(Datos de anotación mediante puntos)
== == ==

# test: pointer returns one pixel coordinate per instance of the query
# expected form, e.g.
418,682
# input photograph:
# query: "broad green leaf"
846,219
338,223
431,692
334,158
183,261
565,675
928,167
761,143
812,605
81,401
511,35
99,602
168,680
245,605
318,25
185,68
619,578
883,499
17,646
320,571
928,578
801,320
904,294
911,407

== == ==

*ENUNCIADO DEL EJERCICIO:* Cita textualmente todas las líneas del material de arriba, sin omitir ninguna.

*RESULTADO:*
# test: pointer returns one pixel coordinate per instance of the query
# expected form, e.g.
418,682
# input photograph:
# query: "broad green leaf"
846,219
338,223
431,692
334,158
183,261
565,675
928,167
761,143
812,605
81,401
511,35
99,602
168,680
245,605
318,25
185,68
619,578
883,499
17,646
320,571
928,578
801,320
904,294
911,407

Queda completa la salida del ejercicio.